**Objective**: Reproduce every line from the one containing "Q: Place a marker on the weathered" through the end of the items, requests included. Rescale each x and y coordinate in the answers by a factor of 1.65, and round each result to the nearest whole number, with halves rounded up.

**Object location annotation data**:
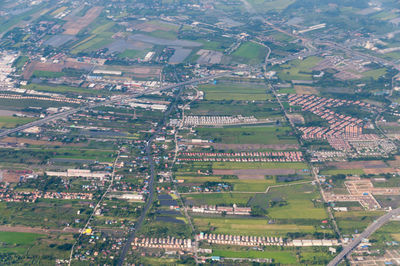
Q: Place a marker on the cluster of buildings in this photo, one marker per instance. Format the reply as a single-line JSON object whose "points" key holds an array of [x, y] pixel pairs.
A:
{"points": [[339, 125], [170, 243], [235, 210], [241, 240], [8, 195], [345, 133], [362, 191], [192, 120], [287, 156]]}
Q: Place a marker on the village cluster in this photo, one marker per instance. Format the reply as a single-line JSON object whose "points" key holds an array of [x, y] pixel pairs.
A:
{"points": [[292, 156]]}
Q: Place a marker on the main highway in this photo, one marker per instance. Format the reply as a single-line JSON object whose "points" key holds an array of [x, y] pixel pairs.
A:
{"points": [[113, 100], [365, 234]]}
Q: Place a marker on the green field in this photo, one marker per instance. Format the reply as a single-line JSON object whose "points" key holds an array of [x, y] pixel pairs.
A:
{"points": [[284, 257], [46, 74], [298, 69], [251, 53], [342, 171], [18, 238], [238, 184], [249, 135], [269, 110], [374, 74], [260, 165], [219, 198], [268, 5], [133, 53], [11, 121], [300, 202], [234, 91], [63, 89]]}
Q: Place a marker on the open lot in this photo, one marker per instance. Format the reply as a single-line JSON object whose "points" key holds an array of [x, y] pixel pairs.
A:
{"points": [[249, 135], [234, 91], [76, 24]]}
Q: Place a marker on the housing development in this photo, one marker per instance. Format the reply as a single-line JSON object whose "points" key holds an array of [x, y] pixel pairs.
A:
{"points": [[198, 132]]}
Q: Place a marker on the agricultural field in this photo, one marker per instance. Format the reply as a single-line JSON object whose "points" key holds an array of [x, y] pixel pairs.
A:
{"points": [[249, 52], [298, 69], [234, 91], [259, 110], [11, 121], [249, 135]]}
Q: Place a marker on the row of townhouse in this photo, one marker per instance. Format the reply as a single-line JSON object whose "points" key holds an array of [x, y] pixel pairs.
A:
{"points": [[164, 243], [7, 195], [217, 120], [240, 240], [212, 209], [287, 154]]}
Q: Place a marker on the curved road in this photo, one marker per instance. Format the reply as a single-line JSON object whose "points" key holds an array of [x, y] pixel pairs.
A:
{"points": [[149, 200], [365, 234]]}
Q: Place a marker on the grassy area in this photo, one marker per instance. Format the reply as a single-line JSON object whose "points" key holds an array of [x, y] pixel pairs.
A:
{"points": [[298, 69], [300, 202], [133, 53], [11, 121], [63, 89], [260, 165], [18, 238], [268, 5], [234, 91], [259, 110], [251, 53], [342, 171], [219, 198], [47, 74], [284, 257], [249, 135], [374, 74], [255, 227], [238, 184]]}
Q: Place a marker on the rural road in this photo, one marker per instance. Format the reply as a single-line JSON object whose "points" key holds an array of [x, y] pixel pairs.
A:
{"points": [[365, 234], [149, 201]]}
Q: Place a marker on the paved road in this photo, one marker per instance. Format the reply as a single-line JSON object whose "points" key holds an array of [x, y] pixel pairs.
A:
{"points": [[149, 201], [365, 234]]}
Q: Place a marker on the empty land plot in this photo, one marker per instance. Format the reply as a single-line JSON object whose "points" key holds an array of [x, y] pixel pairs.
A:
{"points": [[245, 185], [300, 89], [250, 52], [260, 165], [358, 164], [218, 198], [75, 25], [257, 109], [248, 226], [299, 202], [155, 25], [258, 174], [249, 135], [10, 121], [298, 69], [374, 74], [267, 5], [234, 91], [284, 257]]}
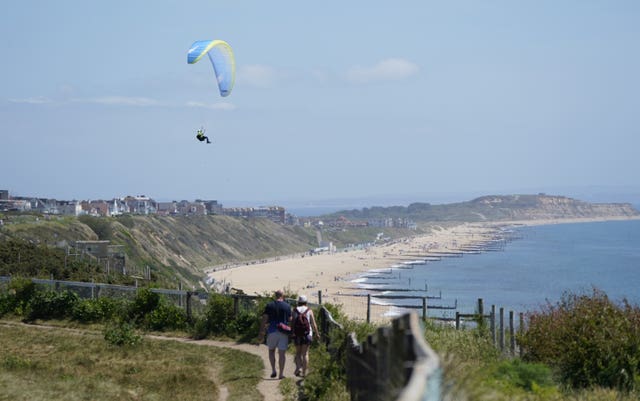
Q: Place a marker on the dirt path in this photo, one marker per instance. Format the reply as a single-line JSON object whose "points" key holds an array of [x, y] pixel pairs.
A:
{"points": [[268, 387]]}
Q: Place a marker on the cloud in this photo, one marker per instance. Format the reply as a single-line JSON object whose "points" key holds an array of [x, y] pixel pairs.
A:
{"points": [[212, 106], [259, 76], [32, 100], [392, 69]]}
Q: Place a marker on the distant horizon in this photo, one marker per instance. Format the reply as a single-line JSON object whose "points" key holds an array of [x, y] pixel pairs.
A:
{"points": [[314, 207]]}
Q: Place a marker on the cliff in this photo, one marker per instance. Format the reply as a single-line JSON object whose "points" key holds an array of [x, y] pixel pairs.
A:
{"points": [[499, 208]]}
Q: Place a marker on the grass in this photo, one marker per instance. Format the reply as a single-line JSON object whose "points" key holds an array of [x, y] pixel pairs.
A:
{"points": [[57, 364], [473, 370]]}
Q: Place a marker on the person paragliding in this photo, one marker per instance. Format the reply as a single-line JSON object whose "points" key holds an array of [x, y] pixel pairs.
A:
{"points": [[201, 136]]}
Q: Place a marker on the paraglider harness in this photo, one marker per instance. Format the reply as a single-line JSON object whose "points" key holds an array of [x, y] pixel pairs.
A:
{"points": [[201, 136]]}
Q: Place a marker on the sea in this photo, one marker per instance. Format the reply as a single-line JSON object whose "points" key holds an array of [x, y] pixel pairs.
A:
{"points": [[537, 267]]}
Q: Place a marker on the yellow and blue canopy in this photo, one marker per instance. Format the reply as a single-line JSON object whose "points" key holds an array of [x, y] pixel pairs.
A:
{"points": [[222, 60]]}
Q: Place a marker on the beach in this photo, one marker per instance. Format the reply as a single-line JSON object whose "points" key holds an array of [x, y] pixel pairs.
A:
{"points": [[332, 274]]}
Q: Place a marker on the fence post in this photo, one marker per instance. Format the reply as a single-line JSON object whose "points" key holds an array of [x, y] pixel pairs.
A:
{"points": [[493, 324], [189, 306], [512, 334], [521, 331], [501, 329], [236, 305]]}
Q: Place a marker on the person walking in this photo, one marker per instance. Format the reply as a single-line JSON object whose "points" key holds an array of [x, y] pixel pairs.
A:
{"points": [[304, 329], [275, 320]]}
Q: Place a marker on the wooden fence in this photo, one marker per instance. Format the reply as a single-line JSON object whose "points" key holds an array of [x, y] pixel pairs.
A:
{"points": [[500, 332], [395, 363]]}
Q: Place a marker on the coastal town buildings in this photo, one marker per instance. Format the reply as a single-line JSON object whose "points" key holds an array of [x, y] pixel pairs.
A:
{"points": [[145, 205]]}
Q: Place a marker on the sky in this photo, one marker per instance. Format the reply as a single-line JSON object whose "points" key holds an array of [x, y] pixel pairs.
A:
{"points": [[371, 101]]}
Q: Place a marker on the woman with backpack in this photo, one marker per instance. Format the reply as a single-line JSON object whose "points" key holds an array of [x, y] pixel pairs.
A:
{"points": [[304, 329]]}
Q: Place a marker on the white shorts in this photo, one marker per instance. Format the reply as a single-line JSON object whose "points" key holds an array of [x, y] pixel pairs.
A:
{"points": [[278, 340]]}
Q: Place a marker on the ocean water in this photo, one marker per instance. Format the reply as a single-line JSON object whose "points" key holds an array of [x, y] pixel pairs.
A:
{"points": [[541, 265]]}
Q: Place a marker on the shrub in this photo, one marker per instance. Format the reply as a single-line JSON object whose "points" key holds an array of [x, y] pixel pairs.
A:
{"points": [[51, 305], [589, 339], [166, 316], [524, 375], [21, 290], [219, 315], [145, 302], [121, 333]]}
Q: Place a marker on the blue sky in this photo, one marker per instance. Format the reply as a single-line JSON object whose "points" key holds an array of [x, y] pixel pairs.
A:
{"points": [[407, 100]]}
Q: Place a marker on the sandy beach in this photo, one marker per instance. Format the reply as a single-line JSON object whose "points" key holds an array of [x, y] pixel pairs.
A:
{"points": [[332, 273]]}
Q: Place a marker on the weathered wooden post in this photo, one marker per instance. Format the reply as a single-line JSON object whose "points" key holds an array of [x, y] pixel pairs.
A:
{"points": [[521, 331], [501, 329], [236, 305], [424, 308], [189, 293], [493, 324], [512, 334]]}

**Response to this exercise**:
Q: Place a marker on the weathered wooden post in this photo, one marker per instance. Format the reply as a single-line JSON object whose "points" key holds an array of [x, y] pixel pairs.
A:
{"points": [[860, 546], [827, 543], [389, 503], [700, 508], [312, 483], [813, 535], [845, 551]]}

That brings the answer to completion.